Passage provided →
┌──
I would like to declare a global variable, which is seen to a
particular function. If I do as the following it works:

x = 1
def test():
global x
print x
return 1

However, it does not helps since my function is in a separate file. In
other words I have a main program which has the following structure:

from test import test
x = 1
y = test()

and I have a test.py file which contains the "test" function:
def test():
global x
print x
return 1

In this case the test does not see the global variable x. How can I
make the x to be visible?

Thank you.
Oct 1 '08 #1
2 1099
Kurda Yon a écrit :
Hi,

I would like to declare a global variable, which is seen to a
particular function.
First point : there's no real 'global' scope in Python. 'global' really
means 'module-level'.

Second point : globals are Bad(tm) anyway.
If I do as the following it works:

x = 1
def test():
global x
print x
return 1
You don't even need the global statement here, since you're not
rebinding x within the function.
However, it does not helps since my function is in a separate file. In
other words I have a main program which has the following structure:

from test import test
x = 1
y = test()
That's obviously something you *don't* want - functions depending on
global variables that can be changed from anywhere. Ok, like any golden
rule, this one is meant to be bypassed sometimes, but unless you fully
understand why this is 99 times out of 100 a BadThing(tm) to do, just
don't do it.

for the record, this would work:

import test
test.x = 42
y = test()
└──
Provided records →
┌──
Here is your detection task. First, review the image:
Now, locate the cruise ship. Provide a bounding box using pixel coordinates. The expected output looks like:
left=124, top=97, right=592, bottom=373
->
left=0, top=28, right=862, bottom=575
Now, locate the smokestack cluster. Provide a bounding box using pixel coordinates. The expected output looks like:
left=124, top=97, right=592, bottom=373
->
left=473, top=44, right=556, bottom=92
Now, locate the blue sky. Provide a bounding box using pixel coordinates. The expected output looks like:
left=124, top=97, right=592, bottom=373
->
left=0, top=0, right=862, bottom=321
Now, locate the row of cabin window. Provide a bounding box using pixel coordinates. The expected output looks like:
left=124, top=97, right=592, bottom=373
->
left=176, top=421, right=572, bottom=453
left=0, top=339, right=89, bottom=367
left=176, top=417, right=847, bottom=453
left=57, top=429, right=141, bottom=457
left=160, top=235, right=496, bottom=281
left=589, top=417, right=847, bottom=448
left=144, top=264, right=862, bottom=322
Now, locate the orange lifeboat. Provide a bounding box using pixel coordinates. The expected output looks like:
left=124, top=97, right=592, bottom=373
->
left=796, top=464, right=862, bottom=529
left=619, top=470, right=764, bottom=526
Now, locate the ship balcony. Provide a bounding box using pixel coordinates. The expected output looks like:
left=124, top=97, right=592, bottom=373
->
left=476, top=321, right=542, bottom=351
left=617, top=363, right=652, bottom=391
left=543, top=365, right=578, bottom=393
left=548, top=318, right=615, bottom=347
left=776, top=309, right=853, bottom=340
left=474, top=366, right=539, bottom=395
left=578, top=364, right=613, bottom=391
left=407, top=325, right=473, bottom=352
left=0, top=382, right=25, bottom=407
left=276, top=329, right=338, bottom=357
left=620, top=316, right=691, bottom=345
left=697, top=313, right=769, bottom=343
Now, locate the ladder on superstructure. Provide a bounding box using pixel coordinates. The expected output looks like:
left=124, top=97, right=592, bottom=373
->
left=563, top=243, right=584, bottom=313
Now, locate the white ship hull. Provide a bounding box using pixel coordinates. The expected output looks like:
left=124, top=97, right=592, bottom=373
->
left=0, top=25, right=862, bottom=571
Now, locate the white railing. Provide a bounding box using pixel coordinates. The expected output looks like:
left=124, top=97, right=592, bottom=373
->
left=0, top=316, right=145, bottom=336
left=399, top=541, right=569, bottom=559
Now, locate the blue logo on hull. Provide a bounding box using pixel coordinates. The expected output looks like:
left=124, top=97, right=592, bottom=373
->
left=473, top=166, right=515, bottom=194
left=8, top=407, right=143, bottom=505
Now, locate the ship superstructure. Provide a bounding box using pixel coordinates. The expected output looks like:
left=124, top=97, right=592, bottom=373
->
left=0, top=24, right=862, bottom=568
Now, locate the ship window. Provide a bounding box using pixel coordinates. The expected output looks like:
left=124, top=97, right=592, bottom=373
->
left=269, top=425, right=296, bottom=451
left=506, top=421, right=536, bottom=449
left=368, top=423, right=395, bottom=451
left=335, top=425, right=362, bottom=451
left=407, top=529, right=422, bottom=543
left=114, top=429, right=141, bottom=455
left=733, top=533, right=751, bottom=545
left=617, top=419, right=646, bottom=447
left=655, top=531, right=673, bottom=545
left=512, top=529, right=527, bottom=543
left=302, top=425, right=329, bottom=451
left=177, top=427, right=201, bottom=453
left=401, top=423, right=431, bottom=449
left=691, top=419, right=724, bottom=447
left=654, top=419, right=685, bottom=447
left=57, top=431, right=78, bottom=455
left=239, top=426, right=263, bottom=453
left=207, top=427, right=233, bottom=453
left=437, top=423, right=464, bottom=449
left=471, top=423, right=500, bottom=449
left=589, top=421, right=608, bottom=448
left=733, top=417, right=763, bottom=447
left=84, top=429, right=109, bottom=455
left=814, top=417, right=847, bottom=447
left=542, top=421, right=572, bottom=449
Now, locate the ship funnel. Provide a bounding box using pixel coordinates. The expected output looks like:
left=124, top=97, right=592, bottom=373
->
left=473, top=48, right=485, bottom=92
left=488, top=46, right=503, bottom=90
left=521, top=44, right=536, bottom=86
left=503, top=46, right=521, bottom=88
└──
Objectives →
(1) According to the Python global variables thread, what does 'global' really mean in Python?
(2) Pick up the Python global variables thread right after its final line of code and keep writing it.

Outputs for the tasks →
(1) It really means 'module-level'.

(2)
But once again : unless you really know what you're doing and why you're
doing it, just don't do it.
and I have a test.py file which contains the "test" function:
def test():
global x
print x
return 1

In this case the test does not see the global variable x. How can I
make the x to be visible?
Pass it to the function.

# test.py
def test(x):
print x
return x + 42

# main.py
from test import test
y = test(2)

Oct 1 '08 #2
Kurda Yon wrote:
Hi,

I would like to declare a global variable, which is seen to a
particular function. If I do as the following it works:

x = 1
def test():
global x
print x
return 1
If you are just reading x, the global statement does nothing and is not
needed.
However, it does not helps since my function is in a separate file. In
other words I have a main program which has the following structure:

from test import test
x = 1
y = test()

and I have a test.py file which contains the "test" function:
def test():
global x
print x
return 1

In this case the test does not see the global variable x. How can I
make the x to be visible?
'Global' means 'global to the current module in which the global
statement appears. Yes this is confusing. 'Modular' would be more
exact, but 'global' goes back to before Python when there were no
separate modules connected together.

Either pass x to the function (probably best) or put x into the imported
module with 'test.x = 1".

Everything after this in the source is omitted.